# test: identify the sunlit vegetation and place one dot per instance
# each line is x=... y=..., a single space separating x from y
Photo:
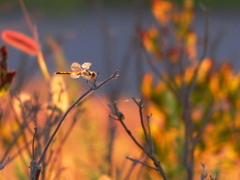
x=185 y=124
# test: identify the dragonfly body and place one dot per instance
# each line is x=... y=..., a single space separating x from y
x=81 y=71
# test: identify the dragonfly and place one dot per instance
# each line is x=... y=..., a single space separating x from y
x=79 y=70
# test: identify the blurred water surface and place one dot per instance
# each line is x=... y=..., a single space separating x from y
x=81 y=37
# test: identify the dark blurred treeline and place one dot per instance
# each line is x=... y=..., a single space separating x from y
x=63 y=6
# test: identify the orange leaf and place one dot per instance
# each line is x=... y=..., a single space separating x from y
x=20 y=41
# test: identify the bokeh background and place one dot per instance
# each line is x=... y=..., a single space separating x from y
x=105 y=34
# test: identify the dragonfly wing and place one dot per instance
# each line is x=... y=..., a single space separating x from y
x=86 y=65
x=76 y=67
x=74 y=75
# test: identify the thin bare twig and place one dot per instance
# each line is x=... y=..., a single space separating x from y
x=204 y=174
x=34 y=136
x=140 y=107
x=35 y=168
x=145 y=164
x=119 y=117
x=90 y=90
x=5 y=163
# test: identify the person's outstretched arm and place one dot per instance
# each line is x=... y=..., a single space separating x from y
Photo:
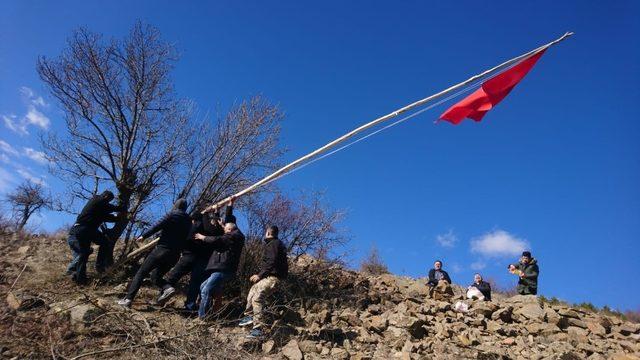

EXERCISE BRIEF
Reproduce every line of the material above verbatim, from the first line to the last, omitting the pictures.

WRITTEN SOLUTION
# test: identify the sunlit vegetation and place one dot per instance
# each line is x=... y=..., a single space separating x from y
Photo:
x=185 y=124
# test: identify the dragonfly body and place one dot per instance
# each line is x=... y=..., a single space separating x from y
x=81 y=71
# test: identify the dragonfly and place one dot per instance
# each line is x=... y=..., a single space separating x from y
x=79 y=70
# test: identify the blurred water surface and place one dot per instance
# each line is x=... y=..., a single space separating x from y
x=81 y=37
# test: identify the dark blurred treeline and place one dot per instance
# each line is x=... y=..., a single space separating x from y
x=63 y=6
# test: identify the orange leaf and place one dot per instance
# each line is x=... y=..., a single space separating x from y
x=20 y=41
# test: identify the bokeh background and place one dot per instance
# each line is x=... y=..., a single space separating x from y
x=105 y=34
# test: identify the dragonfly wing and place one dot per instance
# each line is x=... y=..., a single space separating x from y
x=86 y=65
x=76 y=67
x=74 y=75
# test: identify the thin bare twig and place one dot per instance
# each line is x=... y=..., a single space separating x from y
x=204 y=174
x=34 y=136
x=140 y=107
x=35 y=168
x=145 y=164
x=119 y=117
x=90 y=90
x=5 y=163
# test: identify the person's outstretched arm and place one dot per instance
# each line is x=... y=..., a single space separating x from y
Photo:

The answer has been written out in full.